REQUIREMENT
Could every line of the data be printed exactly as it reads?

SUPPLIED DATA
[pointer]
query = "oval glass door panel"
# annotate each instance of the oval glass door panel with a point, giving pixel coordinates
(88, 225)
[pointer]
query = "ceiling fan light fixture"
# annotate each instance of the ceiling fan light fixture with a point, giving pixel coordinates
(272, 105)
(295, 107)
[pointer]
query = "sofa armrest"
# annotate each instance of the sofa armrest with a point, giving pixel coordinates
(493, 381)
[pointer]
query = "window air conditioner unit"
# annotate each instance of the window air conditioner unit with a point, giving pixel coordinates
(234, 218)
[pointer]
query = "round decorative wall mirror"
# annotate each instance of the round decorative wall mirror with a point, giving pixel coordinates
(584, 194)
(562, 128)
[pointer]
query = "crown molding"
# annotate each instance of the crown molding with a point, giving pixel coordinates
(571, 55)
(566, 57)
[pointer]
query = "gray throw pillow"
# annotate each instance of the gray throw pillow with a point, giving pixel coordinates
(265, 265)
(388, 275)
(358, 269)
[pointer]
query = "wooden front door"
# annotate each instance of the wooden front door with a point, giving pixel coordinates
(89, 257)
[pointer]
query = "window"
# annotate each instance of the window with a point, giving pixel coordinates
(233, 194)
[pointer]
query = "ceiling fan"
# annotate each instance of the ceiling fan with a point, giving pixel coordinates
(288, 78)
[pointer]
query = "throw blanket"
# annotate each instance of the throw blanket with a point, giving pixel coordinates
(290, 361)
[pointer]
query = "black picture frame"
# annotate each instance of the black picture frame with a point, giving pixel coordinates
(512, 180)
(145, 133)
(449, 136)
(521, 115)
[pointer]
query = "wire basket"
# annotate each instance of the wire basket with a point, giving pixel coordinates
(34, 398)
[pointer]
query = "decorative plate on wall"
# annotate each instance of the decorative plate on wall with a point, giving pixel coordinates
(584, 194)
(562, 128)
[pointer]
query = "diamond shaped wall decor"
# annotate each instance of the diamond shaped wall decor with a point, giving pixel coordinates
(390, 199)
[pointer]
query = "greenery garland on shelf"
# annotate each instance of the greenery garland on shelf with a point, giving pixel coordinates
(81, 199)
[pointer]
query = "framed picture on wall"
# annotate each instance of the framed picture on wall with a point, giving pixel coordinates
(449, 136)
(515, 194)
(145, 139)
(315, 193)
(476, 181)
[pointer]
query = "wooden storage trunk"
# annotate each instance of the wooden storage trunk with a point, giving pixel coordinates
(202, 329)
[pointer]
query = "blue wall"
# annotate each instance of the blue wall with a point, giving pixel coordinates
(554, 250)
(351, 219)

ANSWER FOR THIS EXERCISE
[pointer]
query = "oval glass door panel"
# annotate each instance of the oval glass door panel with a point, giving pixel coordinates
(88, 225)
[pointer]
query = "ceiling fan light fixture"
# annotate each instance of the ceiling fan light fixture with a point, giving pixel coordinates
(272, 105)
(295, 107)
[pointer]
query = "sofa armrest"
# annotate each instance of the sofa armrest with a point, giving pixel coordinates
(493, 381)
[pointer]
query = "window air conditioner unit"
# annotate each instance of the window air conditioner unit with a point, giving pixel coordinates
(234, 218)
[pointer]
query = "round decorative wall mirror"
# annotate each instance of the round decorative wall mirror with a point, giving pixel coordinates
(584, 194)
(562, 128)
[pointer]
query = "crown molding"
# annotate each instance of the crown molding with a point, giving pixel coordinates
(571, 55)
(566, 57)
[pointer]
query = "gray throw pillow"
# annotate each instance of the gray throw pillow with a point, giving pixel coordinates
(265, 265)
(388, 275)
(358, 269)
[pointer]
query = "wooden front door"
# annotate each instance of the wooden front door with a point, giving pixel coordinates
(89, 257)
[pointer]
query = "window"
# annotate each instance of the window with a point, giving pixel coordinates
(233, 194)
[pointer]
query = "ceiling fan"
# annotate each instance of the ceiling fan with a point, giving pixel coordinates
(288, 78)
[pointer]
query = "throw blanket"
# annotate each instance of the throw blanket with a point, giving pixel coordinates
(290, 361)
[pointer]
query = "black picture frame"
# annotate each instance of the black picture frame with a point, giving pixel coordinates
(512, 180)
(145, 133)
(449, 136)
(521, 115)
[pointer]
query = "wire basket"
# annotate each instance of the wire basket with a point, giving pixel coordinates
(34, 398)
[pointer]
query = "decorative plate on wall"
# annotate each instance of the decorative plate on wall with a point, giving pixel coordinates
(584, 194)
(562, 128)
[pointer]
query = "diamond shaped wall decor"
# annotate each instance of the diamond shaped wall decor with a point, giving pixel coordinates
(390, 199)
[pointer]
query = "greenery garland on shelf"
# annotate each instance of the greenery garland on shelf with a point, giving pixel coordinates
(81, 199)
[pointer]
query = "framed picture on wall"
# annotate each instance of the framed picture on wall with a point, giving pixel coordinates
(449, 136)
(515, 194)
(145, 139)
(315, 193)
(476, 181)
[pointer]
query = "wooden storage trunk"
# annotate each instance of the wooden storage trunk with a point, giving pixel coordinates
(202, 329)
[pointer]
query = "blue wall"
# annotate each instance of the blue wall with a point, giving pixel coordinates
(554, 250)
(351, 219)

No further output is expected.